=== Passage provided ===
Monday, April 7, 2014

I am often amused by the "expertise" of Wall Street analysts.  It's particularly instructive to compare the first one below, a person who hopped on the bandwagon driven by the company, compared to the second one, who retained a more rigorous standard of review.

The first analyst said this:

Shares of ISRG are up today following the announcement that the FDA had cleared the newest version of the company's surgical robotic system, the da Vinci Xi, for sale in the United States. According to the company, the da Vinci Xi Surgical System has broader capabilities than prior generations of the robotic system and can be used across various minimally invasive surgical procedures. Importantly, the company noted that the system has been optimized for complex, multi-quadrant surgeries. ISRG will begin marketing the Xi system immediately and intends on seeking regulatory clearances in major markets around the world.

We think that the approval timing for the da Vinci Xi is perfect as ISRG's largest trade show, the Society of American Gastrointestinal and Endoscopic Surgeons (SAGES), starts this week in Salt Lake City, Utah. The SAGES annual meeting is oriented toward minimally invasive surgery and last year drew in nearly 2,500 surgeons. A new da Vinci system won't be a panacea for all that ails the company -- pressure on system sales, pressure on procedure volumes in dvH and dvP, confusion about the risk/benefit of robotic surgery, to name a few -- but there will be new upgrade revenue to factor in going forward.

A key feature of the da Vinci Xi surgical system is the overhead boom architecture which allows for enhanced manipulation of the four arms of the robotic system to achieve anatomical access from virtually any position. The robotic arms can even be disconnected and reconnected in 1-2 minutes for better repositioning during the surgery. Moreover, the Vinci Xi is designed to accommodate the Firefly fluorescent imaging system. While the FDA has yet to approve Firefly for use with the Xi, ISRG said it plans to seek clearance for the imaging technology. 

The second analyst said this:

Given the near-term headwinds facing the company, we are hard pressed to get constructive on ISRG until we have greater clarity on adoption trends for the new system, as well as visibility for a next-generation single-site system. Thus, we maintain our HOLD rating and $423 price target.

=== Tasks to carry out ===
1/ Render this sentence from the post on analyst reactions to the da Vinci Xi in Spanish: "The robotic arms can even be disconnected and reconnected in 1-2 minutes for better repositioning during the surgery."
2/ Resume the post on analyst reactions to the da Vinci Xi, picking up after its final sentence.
The listing that comes after this post isn't needed for anything here.

=== Listed records ===
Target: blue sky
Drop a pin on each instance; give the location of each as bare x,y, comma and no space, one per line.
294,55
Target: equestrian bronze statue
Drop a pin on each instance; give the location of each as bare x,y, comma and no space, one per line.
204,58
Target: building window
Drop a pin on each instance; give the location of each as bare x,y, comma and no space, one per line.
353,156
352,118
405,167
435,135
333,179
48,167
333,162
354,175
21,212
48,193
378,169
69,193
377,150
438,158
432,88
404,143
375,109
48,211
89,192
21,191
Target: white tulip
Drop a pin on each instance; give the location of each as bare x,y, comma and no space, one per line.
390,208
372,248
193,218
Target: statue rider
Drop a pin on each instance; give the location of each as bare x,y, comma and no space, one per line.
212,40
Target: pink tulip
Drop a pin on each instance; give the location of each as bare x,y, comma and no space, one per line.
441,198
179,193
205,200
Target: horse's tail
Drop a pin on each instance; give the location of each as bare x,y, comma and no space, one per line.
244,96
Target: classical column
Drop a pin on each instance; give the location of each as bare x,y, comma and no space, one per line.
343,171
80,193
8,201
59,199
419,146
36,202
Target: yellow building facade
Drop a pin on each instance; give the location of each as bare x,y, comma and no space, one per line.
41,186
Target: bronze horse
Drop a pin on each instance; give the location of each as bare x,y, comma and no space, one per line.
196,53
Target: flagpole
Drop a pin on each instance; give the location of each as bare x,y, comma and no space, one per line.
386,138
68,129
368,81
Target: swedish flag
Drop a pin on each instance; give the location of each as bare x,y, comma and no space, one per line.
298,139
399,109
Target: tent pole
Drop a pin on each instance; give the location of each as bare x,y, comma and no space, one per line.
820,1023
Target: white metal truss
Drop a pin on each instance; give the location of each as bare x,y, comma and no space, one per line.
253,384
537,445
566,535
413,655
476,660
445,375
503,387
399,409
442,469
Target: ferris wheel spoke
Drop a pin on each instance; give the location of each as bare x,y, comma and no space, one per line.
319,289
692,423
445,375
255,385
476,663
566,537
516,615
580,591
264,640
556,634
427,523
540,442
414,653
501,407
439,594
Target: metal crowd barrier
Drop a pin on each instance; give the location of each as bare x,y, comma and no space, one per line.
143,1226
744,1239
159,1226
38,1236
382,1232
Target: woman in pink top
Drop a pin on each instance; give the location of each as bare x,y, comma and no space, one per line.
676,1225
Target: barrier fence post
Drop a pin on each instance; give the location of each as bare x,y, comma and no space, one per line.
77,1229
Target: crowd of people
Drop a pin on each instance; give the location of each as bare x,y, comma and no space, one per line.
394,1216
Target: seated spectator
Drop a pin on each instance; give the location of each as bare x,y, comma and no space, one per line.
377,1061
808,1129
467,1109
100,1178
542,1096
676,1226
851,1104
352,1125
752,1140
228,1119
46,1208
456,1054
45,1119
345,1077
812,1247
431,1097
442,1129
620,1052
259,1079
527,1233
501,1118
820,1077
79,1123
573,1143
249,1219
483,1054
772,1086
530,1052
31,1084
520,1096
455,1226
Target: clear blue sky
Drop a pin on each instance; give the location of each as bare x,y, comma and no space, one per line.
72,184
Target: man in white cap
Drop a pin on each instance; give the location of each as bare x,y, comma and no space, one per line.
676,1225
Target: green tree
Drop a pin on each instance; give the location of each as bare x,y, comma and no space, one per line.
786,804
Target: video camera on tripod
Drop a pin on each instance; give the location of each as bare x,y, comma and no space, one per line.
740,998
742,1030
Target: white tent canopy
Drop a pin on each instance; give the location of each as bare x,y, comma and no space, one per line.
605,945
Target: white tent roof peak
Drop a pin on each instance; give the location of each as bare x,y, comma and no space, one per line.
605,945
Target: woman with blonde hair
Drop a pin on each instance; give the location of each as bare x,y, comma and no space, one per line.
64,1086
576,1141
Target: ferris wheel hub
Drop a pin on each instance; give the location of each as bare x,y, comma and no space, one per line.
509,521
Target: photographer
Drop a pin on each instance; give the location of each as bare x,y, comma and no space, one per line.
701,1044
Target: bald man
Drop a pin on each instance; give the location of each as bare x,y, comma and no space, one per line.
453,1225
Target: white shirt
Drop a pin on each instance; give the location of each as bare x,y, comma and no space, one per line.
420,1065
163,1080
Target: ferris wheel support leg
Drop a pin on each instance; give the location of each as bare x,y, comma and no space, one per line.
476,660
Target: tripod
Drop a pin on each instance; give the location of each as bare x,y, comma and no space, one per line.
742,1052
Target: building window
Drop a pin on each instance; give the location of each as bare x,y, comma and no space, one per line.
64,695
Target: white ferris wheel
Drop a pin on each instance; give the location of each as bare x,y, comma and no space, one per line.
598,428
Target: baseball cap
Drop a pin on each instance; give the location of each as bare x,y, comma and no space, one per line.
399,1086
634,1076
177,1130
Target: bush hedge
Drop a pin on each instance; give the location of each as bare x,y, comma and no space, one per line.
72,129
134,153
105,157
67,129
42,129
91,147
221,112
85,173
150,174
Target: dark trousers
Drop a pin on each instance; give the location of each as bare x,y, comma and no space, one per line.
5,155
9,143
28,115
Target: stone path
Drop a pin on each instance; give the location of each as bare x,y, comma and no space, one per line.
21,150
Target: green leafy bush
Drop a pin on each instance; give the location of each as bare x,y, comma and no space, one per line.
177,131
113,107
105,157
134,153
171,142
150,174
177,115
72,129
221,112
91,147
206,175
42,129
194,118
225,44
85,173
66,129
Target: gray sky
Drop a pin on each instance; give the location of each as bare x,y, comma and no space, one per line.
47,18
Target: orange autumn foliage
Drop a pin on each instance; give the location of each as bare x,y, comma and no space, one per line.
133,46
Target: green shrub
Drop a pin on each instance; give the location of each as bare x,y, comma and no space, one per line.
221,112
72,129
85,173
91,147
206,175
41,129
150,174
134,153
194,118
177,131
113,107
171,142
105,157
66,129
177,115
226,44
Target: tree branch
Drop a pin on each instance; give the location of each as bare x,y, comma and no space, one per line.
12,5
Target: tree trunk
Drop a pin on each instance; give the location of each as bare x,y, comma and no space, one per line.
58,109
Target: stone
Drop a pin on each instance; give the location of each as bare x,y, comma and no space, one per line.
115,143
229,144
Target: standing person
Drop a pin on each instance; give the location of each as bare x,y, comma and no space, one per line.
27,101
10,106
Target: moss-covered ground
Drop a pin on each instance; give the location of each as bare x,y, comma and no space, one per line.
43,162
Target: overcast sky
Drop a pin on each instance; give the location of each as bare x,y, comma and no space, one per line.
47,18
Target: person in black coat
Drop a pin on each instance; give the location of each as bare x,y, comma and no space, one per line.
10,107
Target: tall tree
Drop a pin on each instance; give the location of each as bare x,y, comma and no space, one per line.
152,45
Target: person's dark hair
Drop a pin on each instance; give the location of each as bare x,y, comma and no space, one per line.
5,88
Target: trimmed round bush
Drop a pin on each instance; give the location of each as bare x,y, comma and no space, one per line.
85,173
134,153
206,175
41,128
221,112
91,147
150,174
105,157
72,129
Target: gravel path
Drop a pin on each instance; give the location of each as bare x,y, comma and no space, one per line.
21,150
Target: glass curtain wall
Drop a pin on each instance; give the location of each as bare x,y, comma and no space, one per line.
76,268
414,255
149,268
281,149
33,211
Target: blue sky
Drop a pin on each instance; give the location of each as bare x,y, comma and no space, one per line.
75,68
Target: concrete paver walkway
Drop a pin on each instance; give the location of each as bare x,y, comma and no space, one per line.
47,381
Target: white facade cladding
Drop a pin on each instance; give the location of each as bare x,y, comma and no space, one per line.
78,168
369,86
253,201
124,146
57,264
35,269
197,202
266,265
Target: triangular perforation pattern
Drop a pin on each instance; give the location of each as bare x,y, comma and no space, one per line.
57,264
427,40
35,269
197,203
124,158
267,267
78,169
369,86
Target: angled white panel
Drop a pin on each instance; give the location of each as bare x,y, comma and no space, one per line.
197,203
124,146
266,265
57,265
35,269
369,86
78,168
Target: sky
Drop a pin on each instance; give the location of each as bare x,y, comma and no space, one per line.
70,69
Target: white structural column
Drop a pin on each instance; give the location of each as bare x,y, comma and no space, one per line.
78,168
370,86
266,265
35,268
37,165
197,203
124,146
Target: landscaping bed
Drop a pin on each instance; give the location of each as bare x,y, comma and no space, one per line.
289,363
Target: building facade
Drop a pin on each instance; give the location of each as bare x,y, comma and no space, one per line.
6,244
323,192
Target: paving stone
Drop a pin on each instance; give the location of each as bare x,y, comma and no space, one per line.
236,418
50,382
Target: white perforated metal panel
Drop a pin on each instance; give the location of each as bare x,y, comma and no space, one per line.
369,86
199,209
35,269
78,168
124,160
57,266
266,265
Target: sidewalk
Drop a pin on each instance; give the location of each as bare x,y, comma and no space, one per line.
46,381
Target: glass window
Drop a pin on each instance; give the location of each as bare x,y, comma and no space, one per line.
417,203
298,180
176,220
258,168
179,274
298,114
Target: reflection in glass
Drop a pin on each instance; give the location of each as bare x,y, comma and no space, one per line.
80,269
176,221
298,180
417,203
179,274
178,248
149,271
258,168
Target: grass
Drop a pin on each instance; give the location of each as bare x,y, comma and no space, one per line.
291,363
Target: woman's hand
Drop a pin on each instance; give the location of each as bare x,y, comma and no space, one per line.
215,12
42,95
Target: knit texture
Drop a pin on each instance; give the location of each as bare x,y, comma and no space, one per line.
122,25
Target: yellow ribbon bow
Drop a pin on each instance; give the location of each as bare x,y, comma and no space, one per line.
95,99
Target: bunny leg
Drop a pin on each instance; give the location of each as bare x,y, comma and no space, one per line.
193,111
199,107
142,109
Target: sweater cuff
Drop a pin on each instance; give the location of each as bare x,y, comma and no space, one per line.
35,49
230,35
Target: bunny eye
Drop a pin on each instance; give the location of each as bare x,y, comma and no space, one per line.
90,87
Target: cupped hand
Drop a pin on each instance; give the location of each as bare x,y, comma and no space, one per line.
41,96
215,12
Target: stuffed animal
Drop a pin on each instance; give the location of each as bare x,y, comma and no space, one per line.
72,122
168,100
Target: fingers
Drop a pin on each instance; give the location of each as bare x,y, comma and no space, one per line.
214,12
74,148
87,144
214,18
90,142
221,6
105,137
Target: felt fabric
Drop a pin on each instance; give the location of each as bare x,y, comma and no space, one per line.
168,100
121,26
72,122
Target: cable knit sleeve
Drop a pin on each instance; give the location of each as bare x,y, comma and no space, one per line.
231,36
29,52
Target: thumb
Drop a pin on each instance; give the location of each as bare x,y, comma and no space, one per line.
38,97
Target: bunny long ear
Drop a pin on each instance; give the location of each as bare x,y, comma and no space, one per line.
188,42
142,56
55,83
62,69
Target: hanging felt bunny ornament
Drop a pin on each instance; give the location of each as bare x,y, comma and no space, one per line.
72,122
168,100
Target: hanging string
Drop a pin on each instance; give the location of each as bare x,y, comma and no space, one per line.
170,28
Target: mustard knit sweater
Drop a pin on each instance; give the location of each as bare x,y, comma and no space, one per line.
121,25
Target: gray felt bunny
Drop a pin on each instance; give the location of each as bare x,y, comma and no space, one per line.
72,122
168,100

=== Results in order ===
1/ Los brazos robóticos incluso pueden desconectarse y volver a conectarse en 1-2 minutos para lograr un mejor reposicionamiento durante la cirugía.

2/
Shares of ISRG surged following the announcement that the company received FDA approval of the da Vinci Xi Surgical System, reflecting investor sentiment that a new product cycle may help reaccelerate the anemic growth plaguing the company over the past 18 months. While the new system should help the company re-engage potential customers who do not yet have da Vinci, and could also drive an upgrade cycle at some existing customers, we do not believe that the Xi system represents a panacea for below average procedure growth trends. Indeed, we note that the Xi system 1) is an incremental improvement over current iterations that was designed to improve access and ease of use, i.e. not a next generation single-site system; and 2) does not mitigate the cost effectiveness debate that is at the core of the growth deceleration in the overall business over the past 18 months.

We believe that prospective data showing efficacy, safety and cost effectiveness would be the most significant catalyst to growth in this evolving healthcare environment. Additionally, ISRG is launching Xi without the advanced instruments currently found on earlier versions of da Vinci – Firefly, vessel sealer, and stapler – which could limit adoption in the near term.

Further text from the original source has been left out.